▶ _Given records_:
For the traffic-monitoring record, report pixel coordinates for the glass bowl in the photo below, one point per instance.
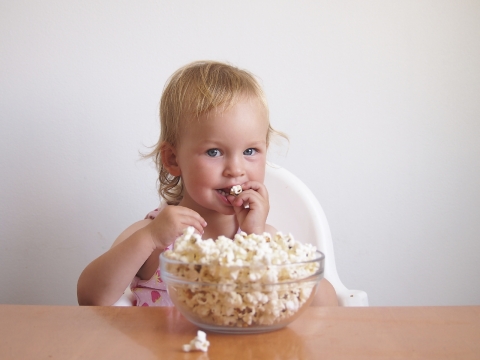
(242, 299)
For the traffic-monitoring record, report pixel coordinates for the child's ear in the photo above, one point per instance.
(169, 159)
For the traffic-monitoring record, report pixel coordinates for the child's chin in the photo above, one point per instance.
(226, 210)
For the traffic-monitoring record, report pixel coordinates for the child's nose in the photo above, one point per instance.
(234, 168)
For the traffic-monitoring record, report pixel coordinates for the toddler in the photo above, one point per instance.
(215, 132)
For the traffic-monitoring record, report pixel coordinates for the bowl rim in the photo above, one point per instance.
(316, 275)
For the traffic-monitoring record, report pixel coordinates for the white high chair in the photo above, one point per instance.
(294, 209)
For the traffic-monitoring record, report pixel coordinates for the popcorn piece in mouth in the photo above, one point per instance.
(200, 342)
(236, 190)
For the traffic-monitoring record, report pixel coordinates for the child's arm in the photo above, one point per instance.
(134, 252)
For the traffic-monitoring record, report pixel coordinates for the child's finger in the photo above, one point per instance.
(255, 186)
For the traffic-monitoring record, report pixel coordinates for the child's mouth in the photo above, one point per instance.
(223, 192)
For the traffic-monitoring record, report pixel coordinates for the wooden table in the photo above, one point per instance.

...

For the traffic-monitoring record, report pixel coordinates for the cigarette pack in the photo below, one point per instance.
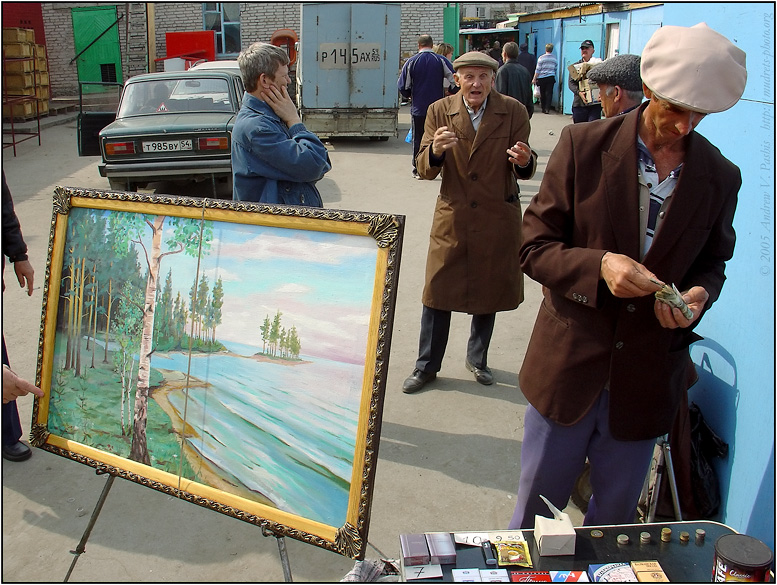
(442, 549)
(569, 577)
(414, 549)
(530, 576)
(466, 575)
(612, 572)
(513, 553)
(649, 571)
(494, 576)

▶ _Task objective_:
The output should be exactly the lines above from the line containing "the child's finger" to the line containing "for the wooden", inclusive, with no other lines.

▶ _Response to the task_:
For the traffic-monitoring record, report pixel coordinates for the child's finger in the photo above, one point per instance.
(255, 186)
For the traffic-monitoring record, report pixel coordinates for the child's mouth in the photo above, one point per instance.
(223, 192)
For the traffic-monitoring record, report pixel coordinates for the wooden table in the photo above, one point per instance.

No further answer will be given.